──────── Excerpted passage ────────

Taipei Times: Why did you leave Farglory Group (遠雄集團) to head Lealea Hotels and Resorts Co (力麗觀光)?
Tsai Chung-i (蔡宗易): Lealea Group (力麗集團) was my employer for 16 years before I joined Farglory. Kuo Ching-chuan (郭銓慶), chairman of Lealea Charity Foundation (力麗慈善基金會) and the eldest son of the group’s founder, Kuo Mu-sheng (郭木生), invited me to help integrate resources and boost synergy efficiency. After months of consideration, I decided to come on board, but promised Farglory to help with the Taipei Dome negotiations whenever it needs me.
Lealea Group used to consist of three main businesses, in synthetic textiles, real-estate construction and trading. Today, it owns 58 companies across nine sectors.
Photo: Crystal Hsu, Taipei Times
Lealea Hotels and Resorts, which owns 11 properties operated under different brands, is a relatively new and small business interest of the group. However, it is in need of transformation in the face of competition, while the market looks to shrink due to a sharp decline in Chinese tourists.
TT: After 10 months at its helm, what is your plan for Lealea Hotels and Resorts?

────────

§ Work instruction 1
In the interview, reproduce the stretch from "Lealea Group used" through "Hotels and Resorts?" word for word.
§ Work instruction 2
According to the interview, how many companies does Lealea Group own today, and across how many sectors?
Work only from the interview.

──────── Data excerpts ────────

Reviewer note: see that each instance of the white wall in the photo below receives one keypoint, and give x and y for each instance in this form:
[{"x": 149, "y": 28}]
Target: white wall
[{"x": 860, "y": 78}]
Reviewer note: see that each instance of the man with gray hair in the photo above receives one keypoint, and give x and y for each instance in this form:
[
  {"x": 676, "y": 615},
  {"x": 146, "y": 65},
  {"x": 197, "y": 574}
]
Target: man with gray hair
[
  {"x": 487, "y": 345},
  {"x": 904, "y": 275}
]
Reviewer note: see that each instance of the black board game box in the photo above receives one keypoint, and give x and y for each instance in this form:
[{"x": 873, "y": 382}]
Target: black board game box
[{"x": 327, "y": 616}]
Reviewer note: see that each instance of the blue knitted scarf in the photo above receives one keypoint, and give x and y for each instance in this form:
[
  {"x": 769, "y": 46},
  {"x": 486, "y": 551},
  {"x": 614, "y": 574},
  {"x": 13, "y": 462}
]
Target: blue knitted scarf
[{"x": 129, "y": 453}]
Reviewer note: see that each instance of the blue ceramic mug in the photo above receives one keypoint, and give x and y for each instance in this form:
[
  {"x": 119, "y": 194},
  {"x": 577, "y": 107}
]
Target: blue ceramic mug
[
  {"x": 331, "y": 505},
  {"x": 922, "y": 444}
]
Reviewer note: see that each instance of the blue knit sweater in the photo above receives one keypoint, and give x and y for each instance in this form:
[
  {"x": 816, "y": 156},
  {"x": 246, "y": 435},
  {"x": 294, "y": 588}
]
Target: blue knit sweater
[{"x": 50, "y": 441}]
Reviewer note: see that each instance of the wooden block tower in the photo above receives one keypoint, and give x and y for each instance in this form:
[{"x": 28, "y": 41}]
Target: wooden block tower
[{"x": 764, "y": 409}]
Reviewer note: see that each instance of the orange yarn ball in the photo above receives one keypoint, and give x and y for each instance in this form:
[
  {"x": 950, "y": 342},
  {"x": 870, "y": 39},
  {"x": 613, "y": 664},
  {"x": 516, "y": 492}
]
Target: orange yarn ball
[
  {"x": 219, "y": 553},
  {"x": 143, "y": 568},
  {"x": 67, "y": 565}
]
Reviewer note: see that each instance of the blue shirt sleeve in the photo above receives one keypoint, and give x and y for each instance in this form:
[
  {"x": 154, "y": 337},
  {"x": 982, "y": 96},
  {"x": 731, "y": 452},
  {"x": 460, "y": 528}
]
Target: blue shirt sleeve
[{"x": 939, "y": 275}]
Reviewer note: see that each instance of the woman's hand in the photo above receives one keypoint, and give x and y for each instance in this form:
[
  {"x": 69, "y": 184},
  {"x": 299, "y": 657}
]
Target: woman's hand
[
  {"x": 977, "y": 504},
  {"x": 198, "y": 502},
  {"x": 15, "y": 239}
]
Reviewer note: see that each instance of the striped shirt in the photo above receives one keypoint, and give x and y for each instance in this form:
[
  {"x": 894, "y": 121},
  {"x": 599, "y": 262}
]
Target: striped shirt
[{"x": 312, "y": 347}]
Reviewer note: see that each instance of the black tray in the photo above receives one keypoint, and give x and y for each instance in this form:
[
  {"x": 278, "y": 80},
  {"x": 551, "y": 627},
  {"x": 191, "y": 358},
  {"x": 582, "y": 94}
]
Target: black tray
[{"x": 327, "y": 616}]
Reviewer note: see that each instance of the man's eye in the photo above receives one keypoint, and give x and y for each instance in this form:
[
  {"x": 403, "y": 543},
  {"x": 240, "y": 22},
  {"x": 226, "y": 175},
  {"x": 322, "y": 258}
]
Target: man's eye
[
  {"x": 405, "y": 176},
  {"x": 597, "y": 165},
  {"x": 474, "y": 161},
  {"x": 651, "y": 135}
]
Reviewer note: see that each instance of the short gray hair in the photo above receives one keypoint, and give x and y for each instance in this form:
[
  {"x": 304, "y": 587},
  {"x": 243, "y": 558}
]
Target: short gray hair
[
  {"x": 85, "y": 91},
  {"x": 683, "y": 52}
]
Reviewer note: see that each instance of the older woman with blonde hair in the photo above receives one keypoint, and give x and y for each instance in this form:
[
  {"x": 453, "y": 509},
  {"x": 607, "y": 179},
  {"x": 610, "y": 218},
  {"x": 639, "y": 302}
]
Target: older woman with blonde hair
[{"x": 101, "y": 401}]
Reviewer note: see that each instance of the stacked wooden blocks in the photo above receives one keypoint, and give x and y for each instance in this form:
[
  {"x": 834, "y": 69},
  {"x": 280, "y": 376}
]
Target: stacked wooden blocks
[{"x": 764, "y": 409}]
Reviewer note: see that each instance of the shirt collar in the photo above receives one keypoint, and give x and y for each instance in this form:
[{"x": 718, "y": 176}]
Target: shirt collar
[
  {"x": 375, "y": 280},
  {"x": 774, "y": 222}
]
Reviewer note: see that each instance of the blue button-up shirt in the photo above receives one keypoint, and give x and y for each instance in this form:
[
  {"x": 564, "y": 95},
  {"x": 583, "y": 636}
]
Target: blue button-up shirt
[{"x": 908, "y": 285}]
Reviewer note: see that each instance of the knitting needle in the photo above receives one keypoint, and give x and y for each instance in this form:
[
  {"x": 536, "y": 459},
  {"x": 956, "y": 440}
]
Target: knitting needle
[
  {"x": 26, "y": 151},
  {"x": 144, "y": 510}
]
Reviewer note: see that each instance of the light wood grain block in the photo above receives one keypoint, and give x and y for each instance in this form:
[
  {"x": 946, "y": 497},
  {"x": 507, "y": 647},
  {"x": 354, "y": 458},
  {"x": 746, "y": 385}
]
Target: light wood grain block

────────

§ Task response 1
Lealea Group used to consist of three main businesses, in synthetic textiles, real-estate construction and trading. Today, it owns 58 companies across nine sectors.
Photo: Crystal Hsu, Taipei Times
Lealea Hotels and Resorts, which owns 11 properties operated under different brands, is a relatively new and small business interest of the group. However, it is in need of transformation in the face of competition, while the market looks to shrink due to a sharp decline in Chinese tourists.
TT: After 10 months at its helm, what is your plan for Lealea Hotels and Resorts?

§ Task response 2
58 companies across nine sectors.